**Recorded data**
============

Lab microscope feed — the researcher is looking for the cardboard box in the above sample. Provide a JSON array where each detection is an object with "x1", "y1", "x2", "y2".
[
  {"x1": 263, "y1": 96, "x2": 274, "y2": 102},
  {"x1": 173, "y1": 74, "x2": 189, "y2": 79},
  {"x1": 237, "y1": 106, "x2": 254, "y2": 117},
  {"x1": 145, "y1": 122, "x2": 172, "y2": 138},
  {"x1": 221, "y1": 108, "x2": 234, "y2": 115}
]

============

**Problem to work on**
Write out all of the records word for word.

**Exercise output**
Lab microscope feed — the researcher is looking for the cardboard box in the above sample. Provide a JSON array where each detection is an object with "x1", "y1", "x2", "y2".
[
  {"x1": 263, "y1": 96, "x2": 274, "y2": 102},
  {"x1": 173, "y1": 74, "x2": 189, "y2": 79},
  {"x1": 237, "y1": 106, "x2": 254, "y2": 117},
  {"x1": 145, "y1": 122, "x2": 172, "y2": 138},
  {"x1": 221, "y1": 108, "x2": 234, "y2": 115}
]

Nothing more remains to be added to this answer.